+++ Data listing +++
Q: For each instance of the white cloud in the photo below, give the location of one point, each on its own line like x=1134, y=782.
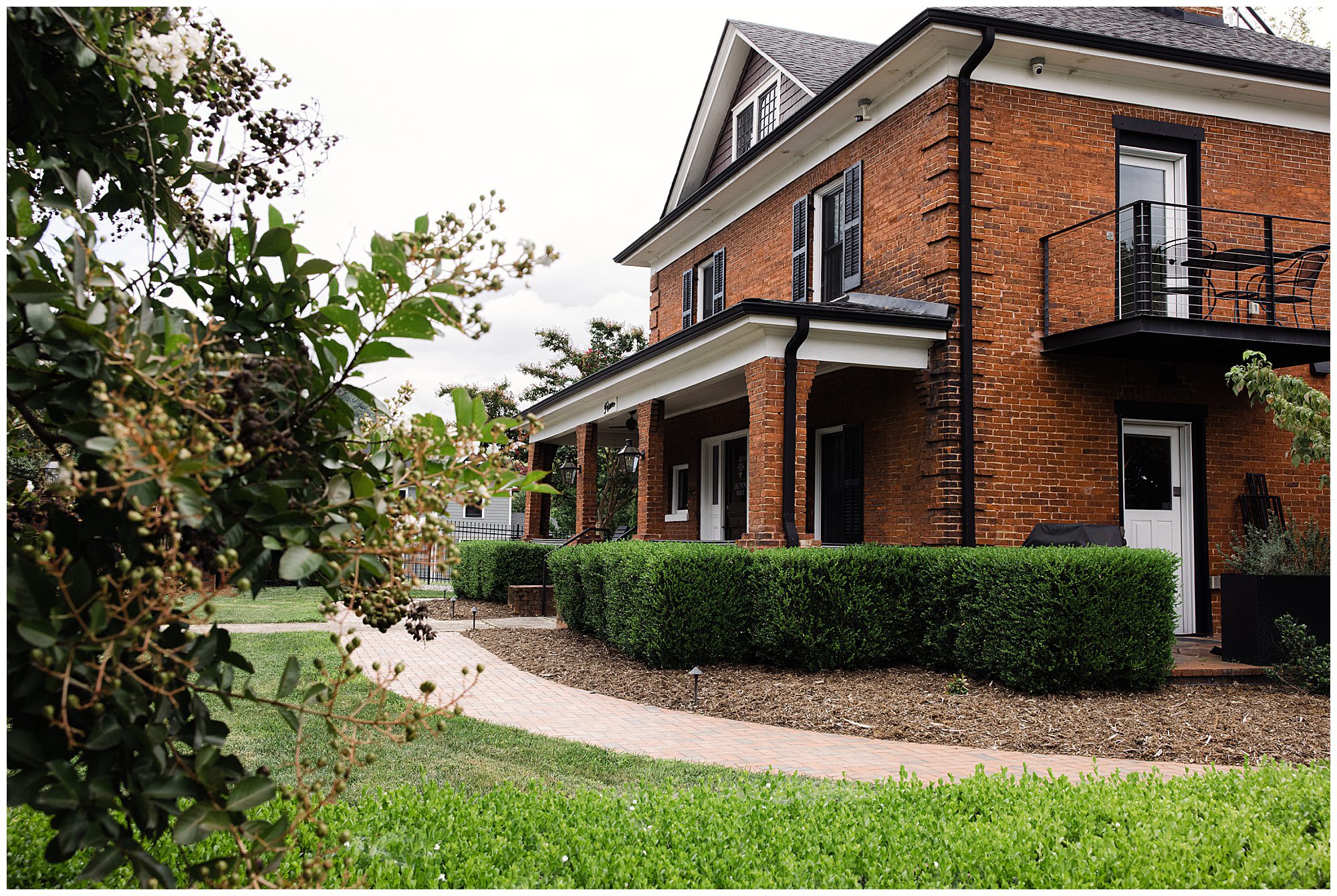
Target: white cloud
x=499, y=352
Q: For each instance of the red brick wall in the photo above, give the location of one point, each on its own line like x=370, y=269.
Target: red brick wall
x=1048, y=443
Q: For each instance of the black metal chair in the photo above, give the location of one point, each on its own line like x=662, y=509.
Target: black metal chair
x=1295, y=283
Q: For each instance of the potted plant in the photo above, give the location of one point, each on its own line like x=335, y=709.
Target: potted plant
x=1278, y=571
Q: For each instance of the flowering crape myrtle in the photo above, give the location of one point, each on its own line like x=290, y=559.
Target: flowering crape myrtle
x=200, y=410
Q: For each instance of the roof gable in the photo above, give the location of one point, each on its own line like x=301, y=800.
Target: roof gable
x=807, y=63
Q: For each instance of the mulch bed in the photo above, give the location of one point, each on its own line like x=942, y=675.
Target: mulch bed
x=441, y=609
x=1224, y=724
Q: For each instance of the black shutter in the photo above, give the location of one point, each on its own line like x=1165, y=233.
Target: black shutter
x=800, y=289
x=852, y=488
x=743, y=130
x=717, y=293
x=687, y=297
x=852, y=267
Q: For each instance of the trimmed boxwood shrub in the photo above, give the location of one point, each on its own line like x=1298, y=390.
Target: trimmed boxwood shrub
x=487, y=569
x=1038, y=619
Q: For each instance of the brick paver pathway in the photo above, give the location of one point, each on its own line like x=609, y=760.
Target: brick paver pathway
x=509, y=696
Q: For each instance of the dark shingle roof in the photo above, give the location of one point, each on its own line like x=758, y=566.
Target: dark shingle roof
x=1152, y=26
x=814, y=59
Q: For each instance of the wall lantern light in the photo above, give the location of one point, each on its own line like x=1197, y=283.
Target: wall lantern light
x=629, y=459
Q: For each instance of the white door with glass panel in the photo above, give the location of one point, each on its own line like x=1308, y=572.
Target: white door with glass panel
x=1160, y=237
x=1159, y=502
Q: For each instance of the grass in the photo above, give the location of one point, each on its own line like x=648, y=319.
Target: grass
x=485, y=805
x=280, y=605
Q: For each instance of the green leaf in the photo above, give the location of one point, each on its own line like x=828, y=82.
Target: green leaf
x=374, y=352
x=251, y=792
x=38, y=633
x=314, y=267
x=292, y=674
x=275, y=243
x=299, y=562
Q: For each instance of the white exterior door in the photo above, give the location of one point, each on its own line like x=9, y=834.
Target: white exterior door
x=1157, y=500
x=1163, y=180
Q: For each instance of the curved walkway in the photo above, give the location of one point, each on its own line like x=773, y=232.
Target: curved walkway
x=509, y=696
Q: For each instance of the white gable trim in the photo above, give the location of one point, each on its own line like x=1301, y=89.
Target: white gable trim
x=779, y=67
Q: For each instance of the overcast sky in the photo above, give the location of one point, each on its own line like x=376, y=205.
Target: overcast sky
x=574, y=113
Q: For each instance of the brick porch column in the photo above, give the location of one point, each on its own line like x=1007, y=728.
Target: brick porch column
x=588, y=476
x=765, y=380
x=535, y=504
x=650, y=483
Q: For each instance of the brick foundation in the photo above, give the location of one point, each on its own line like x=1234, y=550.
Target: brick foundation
x=530, y=601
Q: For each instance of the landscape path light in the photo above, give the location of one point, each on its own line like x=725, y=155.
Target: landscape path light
x=696, y=684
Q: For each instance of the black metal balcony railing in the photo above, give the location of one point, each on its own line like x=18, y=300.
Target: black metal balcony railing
x=1192, y=263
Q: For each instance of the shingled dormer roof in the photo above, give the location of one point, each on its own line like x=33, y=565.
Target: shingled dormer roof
x=814, y=61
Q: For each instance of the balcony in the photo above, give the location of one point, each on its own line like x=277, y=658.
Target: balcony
x=1175, y=283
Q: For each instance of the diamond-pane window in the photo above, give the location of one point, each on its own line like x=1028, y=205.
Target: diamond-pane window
x=767, y=113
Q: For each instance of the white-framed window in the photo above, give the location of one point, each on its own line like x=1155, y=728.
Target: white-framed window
x=756, y=117
x=677, y=495
x=705, y=289
x=828, y=240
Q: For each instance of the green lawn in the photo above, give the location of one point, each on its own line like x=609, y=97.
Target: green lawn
x=280, y=605
x=485, y=805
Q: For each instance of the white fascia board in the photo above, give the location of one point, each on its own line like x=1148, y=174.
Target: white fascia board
x=727, y=352
x=938, y=53
x=1157, y=84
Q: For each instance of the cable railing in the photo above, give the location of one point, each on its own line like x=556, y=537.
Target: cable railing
x=1189, y=263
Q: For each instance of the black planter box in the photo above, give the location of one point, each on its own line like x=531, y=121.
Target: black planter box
x=1251, y=605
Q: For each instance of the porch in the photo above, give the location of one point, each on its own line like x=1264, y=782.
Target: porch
x=737, y=422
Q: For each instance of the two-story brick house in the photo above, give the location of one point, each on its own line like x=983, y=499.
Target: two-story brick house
x=856, y=336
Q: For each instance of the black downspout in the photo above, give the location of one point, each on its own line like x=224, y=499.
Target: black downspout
x=789, y=444
x=965, y=277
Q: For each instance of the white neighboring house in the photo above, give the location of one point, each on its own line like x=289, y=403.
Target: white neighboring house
x=489, y=520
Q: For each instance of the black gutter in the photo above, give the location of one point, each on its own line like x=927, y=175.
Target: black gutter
x=978, y=23
x=789, y=442
x=768, y=307
x=966, y=277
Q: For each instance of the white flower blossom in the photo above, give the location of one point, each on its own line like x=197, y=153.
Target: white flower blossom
x=166, y=55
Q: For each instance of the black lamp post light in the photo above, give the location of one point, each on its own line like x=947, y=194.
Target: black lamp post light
x=629, y=459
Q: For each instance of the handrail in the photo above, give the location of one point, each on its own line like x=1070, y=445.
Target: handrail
x=543, y=577
x=1180, y=205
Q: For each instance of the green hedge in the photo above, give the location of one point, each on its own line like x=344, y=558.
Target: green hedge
x=1038, y=619
x=487, y=569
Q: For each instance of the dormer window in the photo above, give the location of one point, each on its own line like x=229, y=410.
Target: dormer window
x=756, y=117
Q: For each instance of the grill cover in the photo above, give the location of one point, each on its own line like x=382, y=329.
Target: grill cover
x=1074, y=535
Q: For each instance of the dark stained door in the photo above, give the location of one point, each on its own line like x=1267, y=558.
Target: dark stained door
x=736, y=488
x=843, y=486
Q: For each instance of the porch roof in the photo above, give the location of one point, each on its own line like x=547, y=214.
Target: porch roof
x=704, y=365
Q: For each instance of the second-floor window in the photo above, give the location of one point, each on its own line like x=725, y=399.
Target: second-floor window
x=756, y=117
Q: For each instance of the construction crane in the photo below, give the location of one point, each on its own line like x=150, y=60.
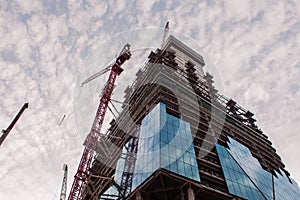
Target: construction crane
x=166, y=33
x=94, y=134
x=6, y=132
x=63, y=192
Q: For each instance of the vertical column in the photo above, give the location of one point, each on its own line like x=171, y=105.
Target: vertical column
x=138, y=196
x=191, y=194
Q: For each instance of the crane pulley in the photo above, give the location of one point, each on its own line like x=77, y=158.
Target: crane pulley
x=92, y=138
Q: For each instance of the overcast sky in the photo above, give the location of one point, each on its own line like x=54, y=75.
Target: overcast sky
x=44, y=51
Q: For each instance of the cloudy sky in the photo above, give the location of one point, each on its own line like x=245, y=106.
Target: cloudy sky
x=45, y=47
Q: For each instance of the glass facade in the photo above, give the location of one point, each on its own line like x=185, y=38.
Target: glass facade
x=246, y=178
x=164, y=142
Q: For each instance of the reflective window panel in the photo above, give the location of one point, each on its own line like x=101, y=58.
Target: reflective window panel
x=164, y=142
x=242, y=169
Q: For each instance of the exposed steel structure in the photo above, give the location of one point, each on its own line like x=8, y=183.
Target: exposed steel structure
x=92, y=138
x=63, y=191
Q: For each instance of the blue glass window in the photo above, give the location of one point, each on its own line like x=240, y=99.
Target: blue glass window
x=246, y=178
x=166, y=143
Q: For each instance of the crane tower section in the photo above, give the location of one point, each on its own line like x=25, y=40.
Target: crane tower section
x=92, y=138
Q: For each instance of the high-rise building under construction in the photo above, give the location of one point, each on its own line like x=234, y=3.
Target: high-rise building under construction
x=178, y=138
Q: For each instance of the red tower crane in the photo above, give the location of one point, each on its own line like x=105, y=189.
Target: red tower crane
x=92, y=138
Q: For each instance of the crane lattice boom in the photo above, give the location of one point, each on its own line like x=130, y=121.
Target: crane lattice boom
x=63, y=191
x=92, y=139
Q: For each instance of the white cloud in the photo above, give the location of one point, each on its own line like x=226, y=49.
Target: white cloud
x=255, y=46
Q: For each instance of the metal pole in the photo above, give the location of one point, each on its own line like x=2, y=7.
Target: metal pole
x=6, y=132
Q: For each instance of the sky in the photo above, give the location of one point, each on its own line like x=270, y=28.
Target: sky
x=47, y=47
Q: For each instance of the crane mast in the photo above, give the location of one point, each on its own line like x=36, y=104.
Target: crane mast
x=64, y=184
x=92, y=138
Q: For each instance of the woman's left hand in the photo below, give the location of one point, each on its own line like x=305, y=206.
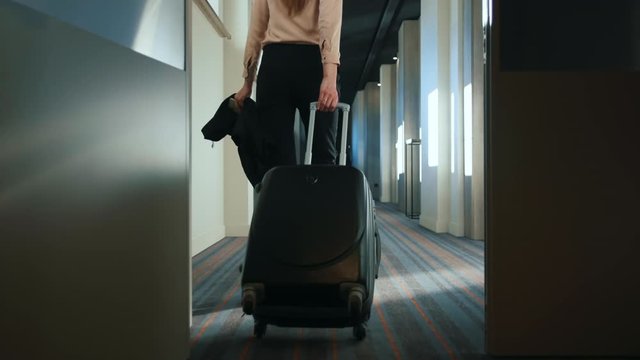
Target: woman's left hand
x=328, y=99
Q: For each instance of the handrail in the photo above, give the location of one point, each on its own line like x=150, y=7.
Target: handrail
x=213, y=18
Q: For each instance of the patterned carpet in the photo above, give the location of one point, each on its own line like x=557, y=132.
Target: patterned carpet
x=428, y=303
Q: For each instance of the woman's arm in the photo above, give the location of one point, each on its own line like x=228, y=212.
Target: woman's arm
x=330, y=25
x=257, y=31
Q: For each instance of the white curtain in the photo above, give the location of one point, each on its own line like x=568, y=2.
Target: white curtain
x=451, y=117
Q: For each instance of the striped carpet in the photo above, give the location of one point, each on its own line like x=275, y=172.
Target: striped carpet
x=428, y=303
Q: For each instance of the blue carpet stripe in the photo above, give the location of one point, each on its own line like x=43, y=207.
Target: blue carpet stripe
x=432, y=263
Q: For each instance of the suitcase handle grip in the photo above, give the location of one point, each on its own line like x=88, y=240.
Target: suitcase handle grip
x=313, y=107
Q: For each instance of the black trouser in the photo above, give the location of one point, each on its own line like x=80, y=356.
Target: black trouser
x=289, y=79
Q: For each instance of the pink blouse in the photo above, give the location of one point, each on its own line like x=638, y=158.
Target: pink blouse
x=318, y=23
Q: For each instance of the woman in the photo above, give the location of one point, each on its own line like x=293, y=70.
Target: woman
x=300, y=40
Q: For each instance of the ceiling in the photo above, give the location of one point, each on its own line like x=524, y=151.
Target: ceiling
x=369, y=39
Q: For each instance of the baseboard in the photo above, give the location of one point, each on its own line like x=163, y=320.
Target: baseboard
x=456, y=229
x=433, y=224
x=237, y=230
x=201, y=242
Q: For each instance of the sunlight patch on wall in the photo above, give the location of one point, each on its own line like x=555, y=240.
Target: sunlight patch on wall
x=400, y=152
x=452, y=135
x=432, y=128
x=468, y=133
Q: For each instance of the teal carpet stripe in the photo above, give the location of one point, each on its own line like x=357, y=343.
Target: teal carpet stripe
x=428, y=303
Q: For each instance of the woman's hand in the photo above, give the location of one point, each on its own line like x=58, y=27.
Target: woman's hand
x=243, y=93
x=328, y=99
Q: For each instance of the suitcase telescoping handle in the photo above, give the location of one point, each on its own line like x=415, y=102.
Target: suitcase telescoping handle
x=343, y=141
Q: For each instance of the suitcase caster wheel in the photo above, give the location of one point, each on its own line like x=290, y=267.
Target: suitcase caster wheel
x=259, y=329
x=359, y=332
x=355, y=305
x=249, y=302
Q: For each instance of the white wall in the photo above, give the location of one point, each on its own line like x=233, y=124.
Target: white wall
x=94, y=190
x=207, y=163
x=388, y=133
x=238, y=202
x=407, y=100
x=434, y=114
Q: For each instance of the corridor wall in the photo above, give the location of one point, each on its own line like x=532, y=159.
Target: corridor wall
x=93, y=195
x=207, y=161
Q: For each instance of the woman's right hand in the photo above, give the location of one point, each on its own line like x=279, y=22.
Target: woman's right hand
x=243, y=93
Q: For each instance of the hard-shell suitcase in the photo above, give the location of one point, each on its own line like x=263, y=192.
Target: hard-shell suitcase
x=313, y=250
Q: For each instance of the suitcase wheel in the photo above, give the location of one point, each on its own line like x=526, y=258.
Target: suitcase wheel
x=359, y=332
x=355, y=304
x=249, y=302
x=259, y=328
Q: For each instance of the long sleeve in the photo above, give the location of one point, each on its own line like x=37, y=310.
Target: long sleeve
x=257, y=32
x=330, y=24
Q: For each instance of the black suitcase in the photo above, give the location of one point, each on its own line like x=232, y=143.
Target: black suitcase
x=313, y=250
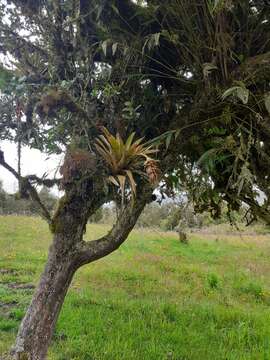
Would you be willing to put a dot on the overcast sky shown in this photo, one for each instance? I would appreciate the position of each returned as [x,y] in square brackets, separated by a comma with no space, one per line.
[33,162]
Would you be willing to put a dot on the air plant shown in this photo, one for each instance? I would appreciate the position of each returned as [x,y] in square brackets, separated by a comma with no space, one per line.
[125,159]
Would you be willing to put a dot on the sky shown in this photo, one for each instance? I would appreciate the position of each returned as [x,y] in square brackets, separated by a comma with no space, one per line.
[33,162]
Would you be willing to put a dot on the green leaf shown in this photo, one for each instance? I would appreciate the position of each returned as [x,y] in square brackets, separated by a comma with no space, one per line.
[241,92]
[267,102]
[114,48]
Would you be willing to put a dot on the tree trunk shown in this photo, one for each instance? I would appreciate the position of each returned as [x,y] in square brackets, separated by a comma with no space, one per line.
[67,253]
[37,327]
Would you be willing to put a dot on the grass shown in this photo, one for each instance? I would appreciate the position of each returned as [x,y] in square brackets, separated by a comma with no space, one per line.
[153,299]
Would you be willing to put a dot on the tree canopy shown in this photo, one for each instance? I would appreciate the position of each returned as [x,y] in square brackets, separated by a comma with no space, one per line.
[137,95]
[199,70]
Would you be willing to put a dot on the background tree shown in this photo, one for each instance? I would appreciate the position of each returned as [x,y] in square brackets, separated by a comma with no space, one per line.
[191,77]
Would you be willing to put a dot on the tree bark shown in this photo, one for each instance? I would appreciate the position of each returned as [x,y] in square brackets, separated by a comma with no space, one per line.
+++
_Assignment:_
Wherever the word "below" shows up in the material, copy the line it is on.

_Written solution:_
Q: For each instance of the white cloud in the photo below, give the location of one point, each on its own line like x=1134, y=782.
Q: For each instance of the construction crane in the photo below, give the location of one point, each on its own line like x=150, y=60.
Q: For each instance of the woman's left hand in the photo below, give the location of one point, each on its own line like x=305, y=206.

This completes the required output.